Суть задания :: Перепишите отрывок о публикации романа Хемингуэя в «Неве» от слов «Можно было ликовать» до слов «полезную публикацию разрешить.» включительно, заменив «хвастливая» на «короткая».

Фрагмент страницы ::

И еще одна более давняя история, правда, не вышедшая на журнальные страницы, от которой Воронин вообще предпочел держаться в стороне и даже не проронил о ней ни слова в автобиографической повести «Время итогов» (1983). Здесь ньюсмейкером, как сказали бы сейчас, стала бессменная воронинская заместительница Елена Серебровская, как раз в ту пору исполнявшая почему-то обязанности главного редактора. Во всяком случае, это она отправила на Кубу Эрнесту Хемингуэю телеграмму: «Литературный журнал “Нева”, открывший год окончанием романа Шолохова “Поднятая целина”, от имени 121 тысячи своих подписчиков и многочисленных читателей просит Вас разрешить публикацию романа “По ком звонит колокол”»5.

Через сутки пришел короткий ответ: «Очень рад, что вы печатаете роман. Лучшие пожелания. Хемингуэй».

Можно было ликовать — и 19 февраля 1960 года в московской газете «Советская Россия» появилась хвастливая заметка, что, мол, «роман американского писателя будет опубликован в ближайших номерах “Невы”». Но, помня, что влиятельная Долорес Ибаррури около четверти века блокировала в СССР это издание как «клеветническое», нужно было еще и подстраховаться. Так что Серебровская летит в Вешенскую — и Шолохов не подводит: особым письмом тогдашнему секретарю ЦК по идеологии Фурцевой от 17 апреля просит лично «принять зам. редактора “Невы” т. Серебровскую и члена редколлегии т. Хватова»6 для объяснений, а рискованную, но политически полезную публикацию разрешить.

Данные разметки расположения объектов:
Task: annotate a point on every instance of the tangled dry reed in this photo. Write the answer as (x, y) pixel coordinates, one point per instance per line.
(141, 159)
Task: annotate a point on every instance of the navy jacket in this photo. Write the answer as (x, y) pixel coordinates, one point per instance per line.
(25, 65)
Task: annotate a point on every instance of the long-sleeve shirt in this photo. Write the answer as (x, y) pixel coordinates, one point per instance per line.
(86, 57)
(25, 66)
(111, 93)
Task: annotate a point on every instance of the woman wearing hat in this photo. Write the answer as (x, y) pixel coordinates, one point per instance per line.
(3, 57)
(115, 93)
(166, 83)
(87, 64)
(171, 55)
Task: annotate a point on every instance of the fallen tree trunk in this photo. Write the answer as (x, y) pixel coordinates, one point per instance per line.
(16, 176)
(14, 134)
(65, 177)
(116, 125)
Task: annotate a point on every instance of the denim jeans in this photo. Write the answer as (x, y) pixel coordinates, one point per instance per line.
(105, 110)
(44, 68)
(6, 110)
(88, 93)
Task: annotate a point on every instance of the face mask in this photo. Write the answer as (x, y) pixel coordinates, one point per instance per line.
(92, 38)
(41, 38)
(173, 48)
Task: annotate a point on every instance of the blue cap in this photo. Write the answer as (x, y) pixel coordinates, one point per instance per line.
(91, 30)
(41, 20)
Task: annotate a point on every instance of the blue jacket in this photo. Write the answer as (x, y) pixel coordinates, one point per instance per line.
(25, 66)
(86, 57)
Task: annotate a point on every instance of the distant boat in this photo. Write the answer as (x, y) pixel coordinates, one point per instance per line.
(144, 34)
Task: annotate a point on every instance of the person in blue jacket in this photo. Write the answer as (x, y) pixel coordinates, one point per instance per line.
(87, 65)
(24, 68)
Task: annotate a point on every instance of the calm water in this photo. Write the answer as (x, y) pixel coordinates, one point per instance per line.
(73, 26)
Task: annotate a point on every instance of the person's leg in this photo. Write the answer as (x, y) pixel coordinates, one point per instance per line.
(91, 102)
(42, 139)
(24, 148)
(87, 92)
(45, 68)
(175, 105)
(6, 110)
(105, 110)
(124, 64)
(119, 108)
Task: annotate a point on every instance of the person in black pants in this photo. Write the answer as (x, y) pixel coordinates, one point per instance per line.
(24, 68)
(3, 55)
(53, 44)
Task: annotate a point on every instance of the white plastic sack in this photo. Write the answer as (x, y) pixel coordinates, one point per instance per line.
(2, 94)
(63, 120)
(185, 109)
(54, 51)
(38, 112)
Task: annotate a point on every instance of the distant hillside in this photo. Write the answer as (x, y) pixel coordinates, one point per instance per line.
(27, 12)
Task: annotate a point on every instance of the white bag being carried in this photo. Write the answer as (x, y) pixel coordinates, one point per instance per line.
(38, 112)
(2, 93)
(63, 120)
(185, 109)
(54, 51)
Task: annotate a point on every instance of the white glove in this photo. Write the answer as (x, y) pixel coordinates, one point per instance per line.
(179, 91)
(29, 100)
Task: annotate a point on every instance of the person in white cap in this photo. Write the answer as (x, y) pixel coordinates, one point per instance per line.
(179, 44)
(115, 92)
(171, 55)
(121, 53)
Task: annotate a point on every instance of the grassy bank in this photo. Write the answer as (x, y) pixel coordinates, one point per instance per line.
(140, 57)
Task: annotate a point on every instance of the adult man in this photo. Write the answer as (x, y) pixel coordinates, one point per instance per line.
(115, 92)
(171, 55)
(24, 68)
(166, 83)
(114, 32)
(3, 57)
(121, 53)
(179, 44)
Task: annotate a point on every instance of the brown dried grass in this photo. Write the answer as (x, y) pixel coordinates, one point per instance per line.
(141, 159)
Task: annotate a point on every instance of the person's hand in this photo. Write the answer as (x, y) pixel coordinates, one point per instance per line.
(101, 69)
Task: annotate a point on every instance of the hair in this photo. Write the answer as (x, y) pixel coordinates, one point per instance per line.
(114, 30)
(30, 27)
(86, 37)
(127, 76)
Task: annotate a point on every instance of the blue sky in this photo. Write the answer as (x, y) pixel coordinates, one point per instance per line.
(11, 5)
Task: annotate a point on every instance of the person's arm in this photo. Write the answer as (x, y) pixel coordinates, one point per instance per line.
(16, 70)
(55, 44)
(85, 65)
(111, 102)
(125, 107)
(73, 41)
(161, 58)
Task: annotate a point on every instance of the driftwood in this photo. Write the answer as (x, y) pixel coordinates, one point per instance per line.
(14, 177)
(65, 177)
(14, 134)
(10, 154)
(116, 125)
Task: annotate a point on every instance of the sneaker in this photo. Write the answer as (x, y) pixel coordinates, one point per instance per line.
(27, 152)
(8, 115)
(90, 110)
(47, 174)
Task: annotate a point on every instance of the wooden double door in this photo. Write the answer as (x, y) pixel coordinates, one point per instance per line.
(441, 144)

* * *

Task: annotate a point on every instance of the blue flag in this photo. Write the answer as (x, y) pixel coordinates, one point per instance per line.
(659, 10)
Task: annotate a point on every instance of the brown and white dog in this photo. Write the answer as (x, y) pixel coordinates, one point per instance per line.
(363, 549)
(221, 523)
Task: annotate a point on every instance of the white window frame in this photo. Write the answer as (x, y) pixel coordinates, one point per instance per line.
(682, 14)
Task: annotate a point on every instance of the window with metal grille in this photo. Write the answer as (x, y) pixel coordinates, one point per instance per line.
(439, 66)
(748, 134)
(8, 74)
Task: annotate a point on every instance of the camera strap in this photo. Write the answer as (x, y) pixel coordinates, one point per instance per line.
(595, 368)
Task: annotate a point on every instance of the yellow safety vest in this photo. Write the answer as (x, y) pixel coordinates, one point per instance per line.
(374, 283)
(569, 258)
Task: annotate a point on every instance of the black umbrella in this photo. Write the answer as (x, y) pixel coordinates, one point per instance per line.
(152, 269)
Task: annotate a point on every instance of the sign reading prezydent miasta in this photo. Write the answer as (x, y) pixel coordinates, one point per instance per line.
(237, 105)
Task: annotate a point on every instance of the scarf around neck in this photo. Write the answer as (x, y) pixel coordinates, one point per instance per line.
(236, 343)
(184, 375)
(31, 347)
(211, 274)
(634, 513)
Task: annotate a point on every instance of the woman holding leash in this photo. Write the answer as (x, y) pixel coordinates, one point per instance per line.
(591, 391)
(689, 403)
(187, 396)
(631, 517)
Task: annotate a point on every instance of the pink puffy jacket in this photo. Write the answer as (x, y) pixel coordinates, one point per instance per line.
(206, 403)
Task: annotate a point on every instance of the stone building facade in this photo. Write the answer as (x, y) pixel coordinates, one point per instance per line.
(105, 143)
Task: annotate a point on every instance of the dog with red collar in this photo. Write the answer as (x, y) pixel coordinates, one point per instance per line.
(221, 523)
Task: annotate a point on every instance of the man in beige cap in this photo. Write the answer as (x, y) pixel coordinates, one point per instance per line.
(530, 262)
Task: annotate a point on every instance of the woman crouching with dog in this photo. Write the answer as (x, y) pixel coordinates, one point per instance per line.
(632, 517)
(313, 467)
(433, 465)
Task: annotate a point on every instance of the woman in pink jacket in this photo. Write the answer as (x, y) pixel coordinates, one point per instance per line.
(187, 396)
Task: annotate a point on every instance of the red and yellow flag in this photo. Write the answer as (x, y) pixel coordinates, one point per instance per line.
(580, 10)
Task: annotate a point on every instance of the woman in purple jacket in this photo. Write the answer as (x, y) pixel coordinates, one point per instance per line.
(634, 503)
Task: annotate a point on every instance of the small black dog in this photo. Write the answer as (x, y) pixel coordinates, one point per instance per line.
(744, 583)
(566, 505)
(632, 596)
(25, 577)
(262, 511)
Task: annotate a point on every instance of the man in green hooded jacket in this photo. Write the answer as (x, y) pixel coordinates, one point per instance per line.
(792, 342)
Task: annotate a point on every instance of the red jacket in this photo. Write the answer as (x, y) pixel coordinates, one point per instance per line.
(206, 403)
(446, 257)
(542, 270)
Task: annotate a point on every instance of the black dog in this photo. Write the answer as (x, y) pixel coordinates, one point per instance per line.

...

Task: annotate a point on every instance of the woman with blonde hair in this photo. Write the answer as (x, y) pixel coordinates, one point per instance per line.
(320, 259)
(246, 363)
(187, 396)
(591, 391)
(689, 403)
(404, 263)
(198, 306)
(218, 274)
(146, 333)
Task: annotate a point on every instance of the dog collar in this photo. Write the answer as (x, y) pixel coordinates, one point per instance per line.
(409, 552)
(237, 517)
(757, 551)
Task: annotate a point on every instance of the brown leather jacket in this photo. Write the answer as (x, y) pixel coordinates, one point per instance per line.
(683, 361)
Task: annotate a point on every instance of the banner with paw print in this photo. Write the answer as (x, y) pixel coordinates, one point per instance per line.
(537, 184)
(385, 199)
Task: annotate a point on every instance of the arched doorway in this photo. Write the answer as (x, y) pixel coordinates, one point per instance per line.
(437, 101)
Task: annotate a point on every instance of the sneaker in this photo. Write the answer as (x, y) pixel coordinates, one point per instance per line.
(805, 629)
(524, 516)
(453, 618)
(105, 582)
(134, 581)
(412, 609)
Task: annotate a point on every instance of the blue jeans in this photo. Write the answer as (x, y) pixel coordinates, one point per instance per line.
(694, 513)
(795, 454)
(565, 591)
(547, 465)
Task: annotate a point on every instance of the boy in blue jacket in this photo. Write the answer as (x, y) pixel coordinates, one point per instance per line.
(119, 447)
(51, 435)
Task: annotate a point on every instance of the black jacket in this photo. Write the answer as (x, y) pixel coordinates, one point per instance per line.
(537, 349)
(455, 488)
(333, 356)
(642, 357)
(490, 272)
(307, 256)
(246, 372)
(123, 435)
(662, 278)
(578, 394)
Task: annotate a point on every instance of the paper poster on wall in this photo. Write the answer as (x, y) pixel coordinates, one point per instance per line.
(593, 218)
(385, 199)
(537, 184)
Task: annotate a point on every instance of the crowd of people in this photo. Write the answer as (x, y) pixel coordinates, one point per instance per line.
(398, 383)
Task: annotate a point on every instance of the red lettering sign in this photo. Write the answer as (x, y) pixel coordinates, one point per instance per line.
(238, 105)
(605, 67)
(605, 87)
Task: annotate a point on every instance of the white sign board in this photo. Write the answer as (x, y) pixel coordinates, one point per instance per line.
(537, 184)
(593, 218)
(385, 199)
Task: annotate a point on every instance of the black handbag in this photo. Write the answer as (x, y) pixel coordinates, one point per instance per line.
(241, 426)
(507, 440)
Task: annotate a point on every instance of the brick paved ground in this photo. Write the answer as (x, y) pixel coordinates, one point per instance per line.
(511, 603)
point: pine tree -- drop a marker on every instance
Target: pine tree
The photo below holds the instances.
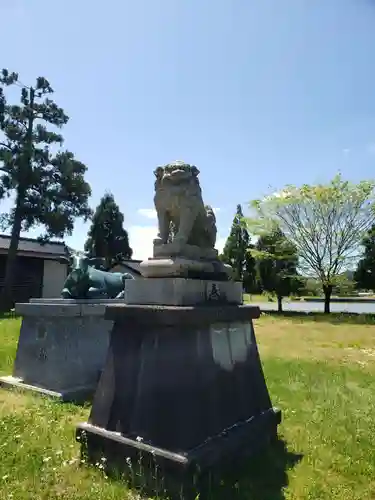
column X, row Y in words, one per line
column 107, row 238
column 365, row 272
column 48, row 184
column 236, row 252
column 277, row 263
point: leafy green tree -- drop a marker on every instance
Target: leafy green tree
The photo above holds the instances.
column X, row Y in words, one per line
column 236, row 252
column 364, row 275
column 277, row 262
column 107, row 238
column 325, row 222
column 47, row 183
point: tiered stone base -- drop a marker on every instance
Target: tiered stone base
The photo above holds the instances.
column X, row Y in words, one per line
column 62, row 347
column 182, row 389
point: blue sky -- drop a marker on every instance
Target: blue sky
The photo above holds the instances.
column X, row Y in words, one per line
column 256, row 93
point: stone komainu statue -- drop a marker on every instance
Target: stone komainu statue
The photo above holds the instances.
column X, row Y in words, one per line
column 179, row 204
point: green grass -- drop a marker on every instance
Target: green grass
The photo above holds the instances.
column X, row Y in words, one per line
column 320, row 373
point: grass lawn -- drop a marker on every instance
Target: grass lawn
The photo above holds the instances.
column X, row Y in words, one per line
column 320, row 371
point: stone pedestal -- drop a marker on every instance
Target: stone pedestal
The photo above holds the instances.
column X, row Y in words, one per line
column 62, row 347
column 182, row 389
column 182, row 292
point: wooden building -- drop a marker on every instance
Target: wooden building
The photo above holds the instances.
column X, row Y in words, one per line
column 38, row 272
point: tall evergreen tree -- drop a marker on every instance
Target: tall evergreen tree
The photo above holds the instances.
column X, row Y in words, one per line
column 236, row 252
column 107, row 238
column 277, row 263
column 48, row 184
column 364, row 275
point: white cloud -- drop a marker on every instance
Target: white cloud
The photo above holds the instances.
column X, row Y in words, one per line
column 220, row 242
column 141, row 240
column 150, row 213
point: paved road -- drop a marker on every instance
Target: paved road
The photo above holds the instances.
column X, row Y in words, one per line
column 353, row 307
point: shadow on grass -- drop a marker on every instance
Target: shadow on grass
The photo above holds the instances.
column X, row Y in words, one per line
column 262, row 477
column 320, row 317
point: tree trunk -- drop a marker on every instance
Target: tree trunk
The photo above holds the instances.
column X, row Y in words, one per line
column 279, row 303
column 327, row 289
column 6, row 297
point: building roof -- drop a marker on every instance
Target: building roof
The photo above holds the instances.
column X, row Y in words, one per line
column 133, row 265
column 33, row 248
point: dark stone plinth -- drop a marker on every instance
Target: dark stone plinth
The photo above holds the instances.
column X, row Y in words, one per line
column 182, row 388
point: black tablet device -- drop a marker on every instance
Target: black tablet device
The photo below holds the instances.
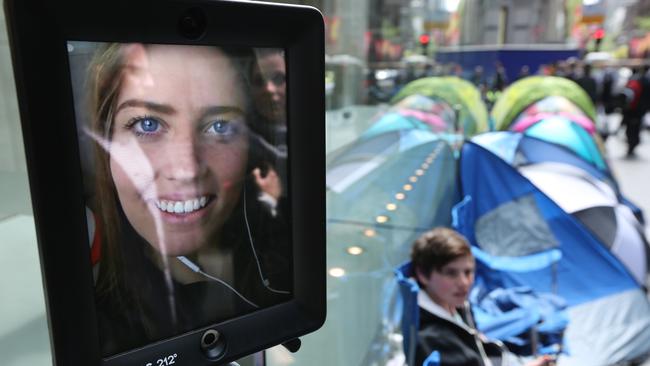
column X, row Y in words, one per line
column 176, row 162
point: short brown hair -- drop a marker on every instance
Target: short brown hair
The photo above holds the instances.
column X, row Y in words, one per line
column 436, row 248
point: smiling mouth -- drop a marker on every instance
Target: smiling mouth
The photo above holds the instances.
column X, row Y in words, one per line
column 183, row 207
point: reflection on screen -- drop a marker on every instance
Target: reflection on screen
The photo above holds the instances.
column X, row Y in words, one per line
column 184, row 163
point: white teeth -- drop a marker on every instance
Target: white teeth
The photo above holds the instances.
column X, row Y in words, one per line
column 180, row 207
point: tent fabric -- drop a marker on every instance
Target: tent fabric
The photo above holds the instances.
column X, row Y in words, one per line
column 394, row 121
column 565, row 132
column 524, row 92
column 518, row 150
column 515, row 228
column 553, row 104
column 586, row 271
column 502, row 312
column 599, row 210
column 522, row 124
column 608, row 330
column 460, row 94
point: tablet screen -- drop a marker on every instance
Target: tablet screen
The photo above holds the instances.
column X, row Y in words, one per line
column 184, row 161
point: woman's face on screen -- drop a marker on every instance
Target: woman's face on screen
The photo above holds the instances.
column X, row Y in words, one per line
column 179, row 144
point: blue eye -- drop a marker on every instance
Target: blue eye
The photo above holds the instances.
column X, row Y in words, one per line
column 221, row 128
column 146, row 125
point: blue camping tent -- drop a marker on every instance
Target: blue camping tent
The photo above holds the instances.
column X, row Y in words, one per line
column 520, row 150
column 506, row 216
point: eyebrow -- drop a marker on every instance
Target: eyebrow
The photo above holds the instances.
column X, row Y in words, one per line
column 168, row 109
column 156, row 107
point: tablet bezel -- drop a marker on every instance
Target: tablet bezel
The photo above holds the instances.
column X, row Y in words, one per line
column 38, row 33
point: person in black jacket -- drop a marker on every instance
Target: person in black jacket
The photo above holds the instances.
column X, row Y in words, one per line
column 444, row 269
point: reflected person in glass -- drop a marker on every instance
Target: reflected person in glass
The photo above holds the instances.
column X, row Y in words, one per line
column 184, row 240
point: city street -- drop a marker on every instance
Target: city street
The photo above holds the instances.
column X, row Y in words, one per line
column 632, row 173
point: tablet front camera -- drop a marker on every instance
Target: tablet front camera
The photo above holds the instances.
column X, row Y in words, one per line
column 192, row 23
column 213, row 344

Готовый ответ ::
Можно было ликовать — и 19 февраля 1960 года в московской газете «Советская Россия» появилась короткая заметка, что, мол, «роман американского писателя будет опубликован в ближайших номерах “Невы”». Но, помня, что влиятельная Долорес Ибаррури около четверти века блокировала в СССР это издание как «клеветническое», нужно было еще и подстраховаться. Так что Серебровская летит в Вешенскую — и Шолохов не подводит: особым письмом тогдашнему секретарю ЦК по идеологии Фурцевой от 17 апреля просит лично «принять зам. редактора “Невы” т. Серебровскую и члена редколлегии т. Хватова»6 для объяснений, а рискованную, но политически полезную публикацию разрешить.